Referring expression data
************
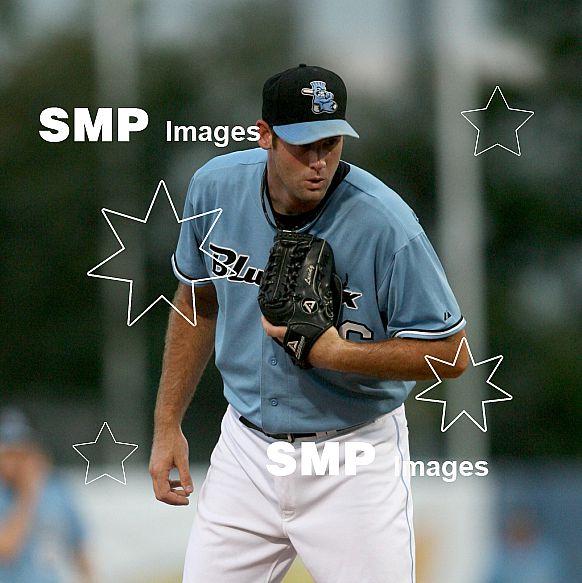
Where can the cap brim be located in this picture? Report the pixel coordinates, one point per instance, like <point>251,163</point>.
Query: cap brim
<point>307,132</point>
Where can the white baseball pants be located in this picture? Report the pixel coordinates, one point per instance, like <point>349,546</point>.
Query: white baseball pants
<point>250,524</point>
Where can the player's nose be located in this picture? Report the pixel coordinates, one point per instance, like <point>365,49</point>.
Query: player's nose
<point>317,158</point>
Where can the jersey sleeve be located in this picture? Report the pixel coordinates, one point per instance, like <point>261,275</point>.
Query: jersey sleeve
<point>188,261</point>
<point>420,302</point>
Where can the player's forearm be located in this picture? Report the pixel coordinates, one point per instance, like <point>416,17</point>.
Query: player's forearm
<point>397,358</point>
<point>187,351</point>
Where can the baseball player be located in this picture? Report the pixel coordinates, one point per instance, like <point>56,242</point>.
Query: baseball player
<point>396,307</point>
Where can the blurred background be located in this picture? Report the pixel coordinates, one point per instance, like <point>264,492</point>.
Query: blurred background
<point>508,229</point>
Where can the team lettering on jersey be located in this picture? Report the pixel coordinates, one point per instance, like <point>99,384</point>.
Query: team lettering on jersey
<point>226,260</point>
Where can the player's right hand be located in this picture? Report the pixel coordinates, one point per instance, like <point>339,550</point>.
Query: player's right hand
<point>169,451</point>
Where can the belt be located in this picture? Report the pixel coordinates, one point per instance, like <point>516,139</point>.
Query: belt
<point>291,437</point>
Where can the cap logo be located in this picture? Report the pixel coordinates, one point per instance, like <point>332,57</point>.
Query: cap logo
<point>322,101</point>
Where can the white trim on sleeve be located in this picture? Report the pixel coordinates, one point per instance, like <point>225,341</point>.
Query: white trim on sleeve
<point>431,334</point>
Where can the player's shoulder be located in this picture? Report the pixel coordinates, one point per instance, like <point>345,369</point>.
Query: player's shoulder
<point>377,202</point>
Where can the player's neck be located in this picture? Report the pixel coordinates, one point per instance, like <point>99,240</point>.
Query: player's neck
<point>284,202</point>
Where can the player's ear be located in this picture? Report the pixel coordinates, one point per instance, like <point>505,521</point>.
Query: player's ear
<point>265,135</point>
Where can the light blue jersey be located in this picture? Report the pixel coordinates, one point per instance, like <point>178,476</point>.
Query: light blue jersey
<point>395,287</point>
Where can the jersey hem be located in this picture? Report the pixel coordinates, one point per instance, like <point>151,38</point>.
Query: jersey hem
<point>182,277</point>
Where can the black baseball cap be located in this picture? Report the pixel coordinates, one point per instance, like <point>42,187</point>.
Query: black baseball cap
<point>306,104</point>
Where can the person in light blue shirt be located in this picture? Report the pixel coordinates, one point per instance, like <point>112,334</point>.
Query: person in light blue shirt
<point>41,534</point>
<point>397,307</point>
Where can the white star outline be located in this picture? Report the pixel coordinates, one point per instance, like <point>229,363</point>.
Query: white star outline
<point>105,212</point>
<point>87,481</point>
<point>476,153</point>
<point>420,397</point>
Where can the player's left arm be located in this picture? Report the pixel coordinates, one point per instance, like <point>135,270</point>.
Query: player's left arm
<point>394,358</point>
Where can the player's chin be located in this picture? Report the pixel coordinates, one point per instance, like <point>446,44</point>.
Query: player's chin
<point>314,191</point>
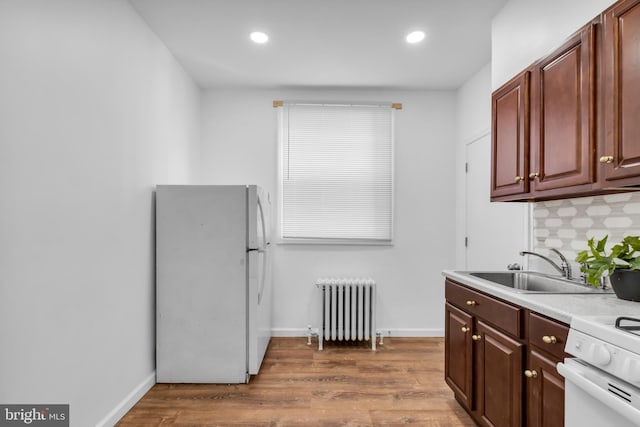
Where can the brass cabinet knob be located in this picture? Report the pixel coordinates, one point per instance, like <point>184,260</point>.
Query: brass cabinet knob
<point>606,159</point>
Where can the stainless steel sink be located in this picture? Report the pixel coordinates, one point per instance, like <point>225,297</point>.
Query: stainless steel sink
<point>533,282</point>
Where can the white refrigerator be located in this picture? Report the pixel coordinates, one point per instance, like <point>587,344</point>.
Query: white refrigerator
<point>213,287</point>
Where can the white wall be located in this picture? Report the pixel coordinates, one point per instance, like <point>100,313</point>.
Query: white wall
<point>503,230</point>
<point>473,116</point>
<point>94,112</point>
<point>239,146</point>
<point>524,31</point>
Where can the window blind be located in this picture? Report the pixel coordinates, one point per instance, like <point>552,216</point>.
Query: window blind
<point>337,172</point>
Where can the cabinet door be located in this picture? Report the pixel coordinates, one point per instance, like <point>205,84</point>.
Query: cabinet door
<point>545,391</point>
<point>562,115</point>
<point>510,137</point>
<point>621,57</point>
<point>459,354</point>
<point>499,377</point>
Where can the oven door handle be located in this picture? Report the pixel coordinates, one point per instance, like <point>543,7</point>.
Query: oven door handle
<point>577,377</point>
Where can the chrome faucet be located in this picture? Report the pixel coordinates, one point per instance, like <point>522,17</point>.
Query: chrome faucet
<point>564,268</point>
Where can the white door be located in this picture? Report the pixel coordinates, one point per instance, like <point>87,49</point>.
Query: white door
<point>496,232</point>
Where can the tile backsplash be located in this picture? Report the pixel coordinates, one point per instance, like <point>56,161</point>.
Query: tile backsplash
<point>567,224</point>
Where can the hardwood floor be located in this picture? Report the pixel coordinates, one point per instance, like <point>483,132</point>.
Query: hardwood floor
<point>343,385</point>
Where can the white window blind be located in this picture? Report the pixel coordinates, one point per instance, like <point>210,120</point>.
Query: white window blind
<point>337,172</point>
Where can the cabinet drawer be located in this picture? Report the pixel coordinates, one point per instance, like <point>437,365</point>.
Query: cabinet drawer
<point>548,335</point>
<point>501,314</point>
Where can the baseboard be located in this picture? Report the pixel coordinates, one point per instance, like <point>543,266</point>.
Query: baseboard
<point>127,403</point>
<point>386,332</point>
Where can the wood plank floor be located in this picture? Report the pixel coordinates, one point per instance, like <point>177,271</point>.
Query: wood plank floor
<point>343,385</point>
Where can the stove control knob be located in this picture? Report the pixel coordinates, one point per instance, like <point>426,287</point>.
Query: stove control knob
<point>600,355</point>
<point>631,370</point>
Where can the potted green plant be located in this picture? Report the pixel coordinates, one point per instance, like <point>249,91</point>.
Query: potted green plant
<point>622,265</point>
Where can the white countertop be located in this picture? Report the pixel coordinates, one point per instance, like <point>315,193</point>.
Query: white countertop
<point>561,307</point>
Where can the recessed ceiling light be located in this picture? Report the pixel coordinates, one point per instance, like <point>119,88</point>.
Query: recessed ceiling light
<point>415,37</point>
<point>259,37</point>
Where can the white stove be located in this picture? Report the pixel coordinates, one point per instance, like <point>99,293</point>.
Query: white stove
<point>602,384</point>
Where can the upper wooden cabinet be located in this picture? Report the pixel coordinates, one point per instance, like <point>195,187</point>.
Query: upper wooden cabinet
<point>543,125</point>
<point>620,154</point>
<point>568,126</point>
<point>510,138</point>
<point>562,116</point>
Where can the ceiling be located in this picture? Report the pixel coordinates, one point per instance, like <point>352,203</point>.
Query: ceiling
<point>325,43</point>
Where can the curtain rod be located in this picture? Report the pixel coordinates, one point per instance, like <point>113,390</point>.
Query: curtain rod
<point>394,105</point>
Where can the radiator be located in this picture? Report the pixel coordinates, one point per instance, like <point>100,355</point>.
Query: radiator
<point>348,310</point>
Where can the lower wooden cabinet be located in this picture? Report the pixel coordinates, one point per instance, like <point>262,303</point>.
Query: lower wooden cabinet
<point>499,377</point>
<point>545,391</point>
<point>503,370</point>
<point>459,354</point>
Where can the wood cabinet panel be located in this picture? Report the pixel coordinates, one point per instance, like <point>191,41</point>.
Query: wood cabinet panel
<point>499,377</point>
<point>545,392</point>
<point>510,137</point>
<point>562,115</point>
<point>621,63</point>
<point>459,354</point>
<point>548,335</point>
<point>501,314</point>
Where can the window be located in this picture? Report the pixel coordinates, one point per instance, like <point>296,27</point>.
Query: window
<point>336,173</point>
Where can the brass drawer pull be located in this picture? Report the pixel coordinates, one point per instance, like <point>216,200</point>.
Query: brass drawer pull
<point>606,159</point>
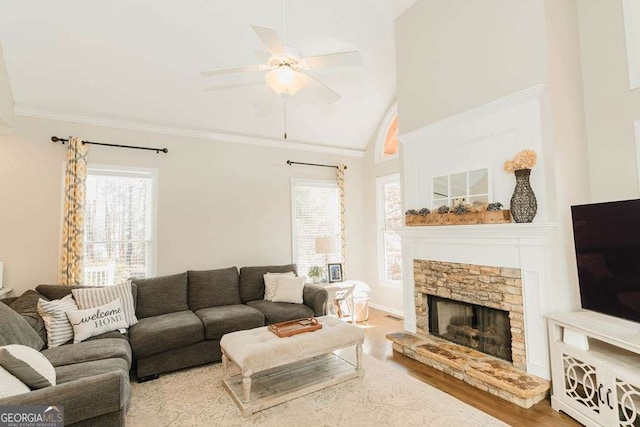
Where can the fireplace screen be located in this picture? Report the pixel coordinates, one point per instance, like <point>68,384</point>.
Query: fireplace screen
<point>481,328</point>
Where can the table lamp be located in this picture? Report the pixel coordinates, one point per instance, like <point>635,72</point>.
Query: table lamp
<point>326,245</point>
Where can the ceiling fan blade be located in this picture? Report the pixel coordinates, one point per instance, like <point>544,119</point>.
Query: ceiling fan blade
<point>340,59</point>
<point>262,56</point>
<point>231,70</point>
<point>322,91</point>
<point>232,86</point>
<point>270,39</point>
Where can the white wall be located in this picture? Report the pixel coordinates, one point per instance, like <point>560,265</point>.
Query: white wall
<point>610,106</point>
<point>6,97</point>
<point>456,55</point>
<point>219,204</point>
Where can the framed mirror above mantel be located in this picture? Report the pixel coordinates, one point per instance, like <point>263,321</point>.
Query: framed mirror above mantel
<point>472,187</point>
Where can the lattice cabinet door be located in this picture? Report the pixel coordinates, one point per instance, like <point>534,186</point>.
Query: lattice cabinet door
<point>585,385</point>
<point>627,399</point>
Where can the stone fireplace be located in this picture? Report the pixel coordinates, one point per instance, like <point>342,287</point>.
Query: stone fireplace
<point>475,326</point>
<point>479,289</point>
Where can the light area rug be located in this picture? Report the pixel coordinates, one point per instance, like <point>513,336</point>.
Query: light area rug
<point>383,397</point>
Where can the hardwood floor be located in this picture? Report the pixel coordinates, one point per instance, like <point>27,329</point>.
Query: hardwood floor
<point>380,324</point>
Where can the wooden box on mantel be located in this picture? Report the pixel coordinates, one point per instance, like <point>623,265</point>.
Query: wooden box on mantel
<point>485,217</point>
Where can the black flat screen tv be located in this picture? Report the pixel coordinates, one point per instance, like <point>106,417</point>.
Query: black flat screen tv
<point>607,243</point>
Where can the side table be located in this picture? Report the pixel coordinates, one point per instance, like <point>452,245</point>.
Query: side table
<point>340,291</point>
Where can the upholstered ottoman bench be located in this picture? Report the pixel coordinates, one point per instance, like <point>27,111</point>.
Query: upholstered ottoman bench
<point>274,370</point>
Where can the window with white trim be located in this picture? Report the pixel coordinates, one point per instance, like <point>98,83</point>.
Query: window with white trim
<point>389,217</point>
<point>387,138</point>
<point>316,213</point>
<point>119,239</point>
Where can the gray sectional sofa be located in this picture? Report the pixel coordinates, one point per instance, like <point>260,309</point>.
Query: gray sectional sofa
<point>181,320</point>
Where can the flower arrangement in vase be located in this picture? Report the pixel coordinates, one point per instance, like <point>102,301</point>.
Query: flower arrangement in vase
<point>524,205</point>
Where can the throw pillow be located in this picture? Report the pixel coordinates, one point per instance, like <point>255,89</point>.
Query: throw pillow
<point>271,283</point>
<point>28,365</point>
<point>10,385</point>
<point>27,306</point>
<point>90,298</point>
<point>59,330</point>
<point>290,289</point>
<point>14,329</point>
<point>97,320</point>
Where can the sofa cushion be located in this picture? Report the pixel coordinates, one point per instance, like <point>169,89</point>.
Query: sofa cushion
<point>97,320</point>
<point>59,329</point>
<point>213,288</point>
<point>289,290</point>
<point>27,306</point>
<point>161,295</point>
<point>28,365</point>
<point>95,297</point>
<point>10,385</point>
<point>60,291</point>
<point>76,371</point>
<point>156,334</point>
<point>14,329</point>
<point>56,291</point>
<point>252,280</point>
<point>87,351</point>
<point>229,318</point>
<point>271,281</point>
<point>275,312</point>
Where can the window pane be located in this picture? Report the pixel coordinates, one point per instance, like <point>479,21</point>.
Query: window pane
<point>390,217</point>
<point>392,208</point>
<point>316,214</point>
<point>479,182</point>
<point>117,228</point>
<point>459,185</point>
<point>393,256</point>
<point>441,187</point>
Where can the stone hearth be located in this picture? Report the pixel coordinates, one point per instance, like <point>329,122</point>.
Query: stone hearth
<point>493,287</point>
<point>487,286</point>
<point>477,369</point>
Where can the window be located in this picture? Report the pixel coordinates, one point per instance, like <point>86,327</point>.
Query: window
<point>315,214</point>
<point>387,143</point>
<point>119,240</point>
<point>389,218</point>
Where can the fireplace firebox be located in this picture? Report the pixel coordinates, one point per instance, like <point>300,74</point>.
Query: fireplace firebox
<point>482,328</point>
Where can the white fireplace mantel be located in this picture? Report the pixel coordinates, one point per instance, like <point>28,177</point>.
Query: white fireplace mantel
<point>521,246</point>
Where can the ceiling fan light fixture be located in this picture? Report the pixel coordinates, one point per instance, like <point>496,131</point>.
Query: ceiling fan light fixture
<point>285,81</point>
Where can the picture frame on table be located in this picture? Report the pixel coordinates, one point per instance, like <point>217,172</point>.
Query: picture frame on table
<point>335,272</point>
<point>343,308</point>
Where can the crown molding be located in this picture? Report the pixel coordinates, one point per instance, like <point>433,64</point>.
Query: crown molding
<point>221,136</point>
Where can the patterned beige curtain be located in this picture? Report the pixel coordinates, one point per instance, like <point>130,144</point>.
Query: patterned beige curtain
<point>73,217</point>
<point>343,234</point>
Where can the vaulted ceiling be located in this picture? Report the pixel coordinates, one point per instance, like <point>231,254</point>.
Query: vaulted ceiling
<point>138,62</point>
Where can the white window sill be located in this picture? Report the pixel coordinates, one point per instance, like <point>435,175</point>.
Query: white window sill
<point>390,284</point>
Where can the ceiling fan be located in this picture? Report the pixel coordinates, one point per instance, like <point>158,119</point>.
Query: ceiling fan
<point>286,70</point>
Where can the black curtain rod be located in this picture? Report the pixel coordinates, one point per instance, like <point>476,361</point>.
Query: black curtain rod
<point>289,162</point>
<point>157,150</point>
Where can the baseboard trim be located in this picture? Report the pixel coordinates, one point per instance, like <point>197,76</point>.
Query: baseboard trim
<point>386,309</point>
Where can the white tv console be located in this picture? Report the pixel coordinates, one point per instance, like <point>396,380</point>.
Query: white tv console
<point>595,368</point>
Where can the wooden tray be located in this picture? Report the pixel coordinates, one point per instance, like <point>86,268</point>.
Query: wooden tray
<point>293,327</point>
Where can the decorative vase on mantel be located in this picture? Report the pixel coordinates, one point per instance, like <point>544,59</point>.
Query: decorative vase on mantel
<point>523,202</point>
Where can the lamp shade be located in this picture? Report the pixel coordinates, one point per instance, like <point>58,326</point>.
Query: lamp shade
<point>326,245</point>
<point>285,81</point>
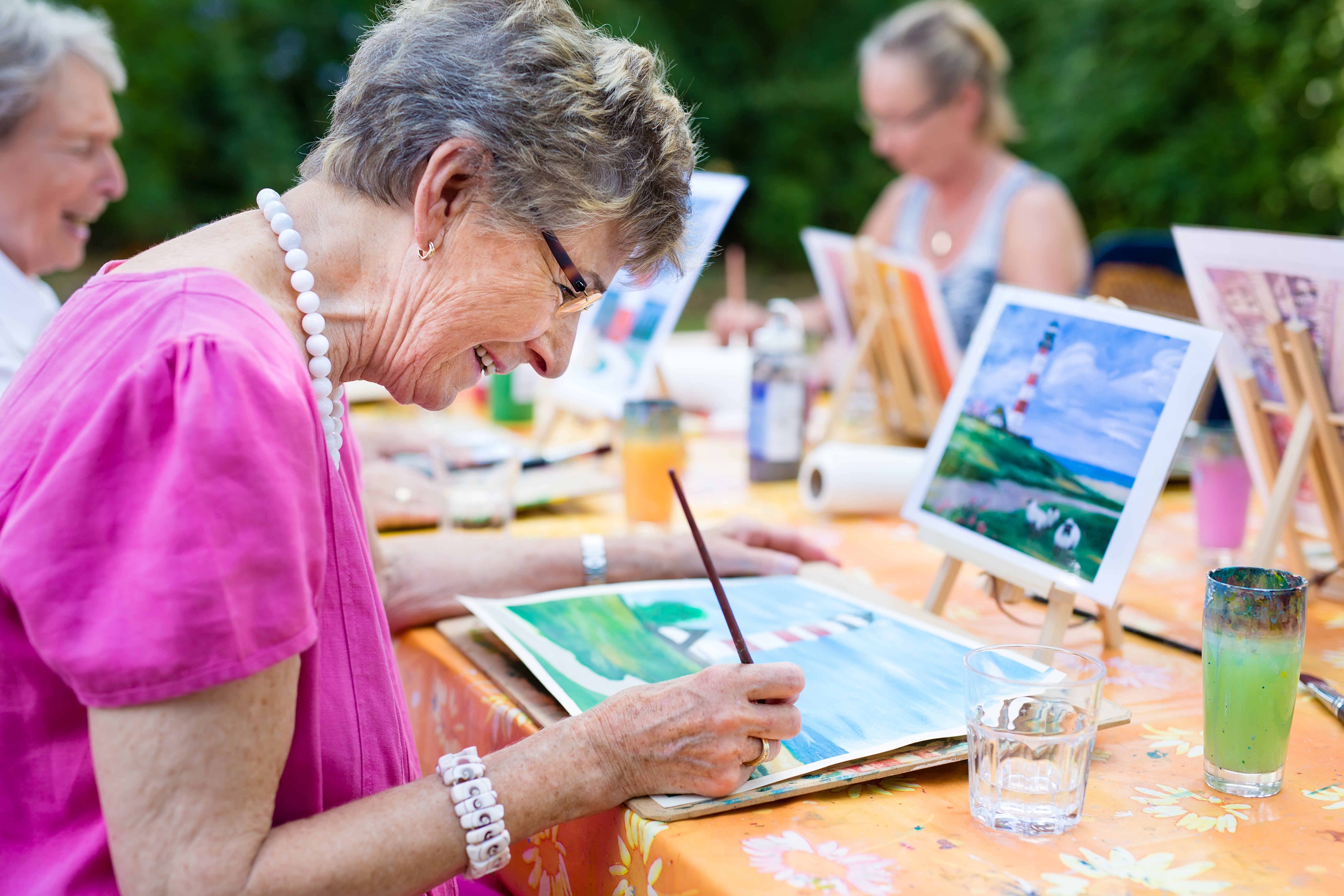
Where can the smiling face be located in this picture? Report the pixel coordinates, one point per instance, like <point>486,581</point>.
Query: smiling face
<point>58,171</point>
<point>913,133</point>
<point>494,291</point>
************
=== Problem ===
Above are the records. Print exactly, and only, the lines from the line with "Query: sofa cushion" to the line with "Where can the window pane", both inclusive.

=== Written answer ===
Query: sofa cushion
<point>97,320</point>
<point>59,329</point>
<point>213,288</point>
<point>289,290</point>
<point>27,306</point>
<point>161,295</point>
<point>28,365</point>
<point>95,297</point>
<point>10,385</point>
<point>60,291</point>
<point>76,371</point>
<point>156,334</point>
<point>14,329</point>
<point>56,291</point>
<point>252,280</point>
<point>87,351</point>
<point>229,318</point>
<point>271,281</point>
<point>275,312</point>
Where can the window pane be located in this picture? Report the pixel coordinates, one point per instance, like <point>479,21</point>.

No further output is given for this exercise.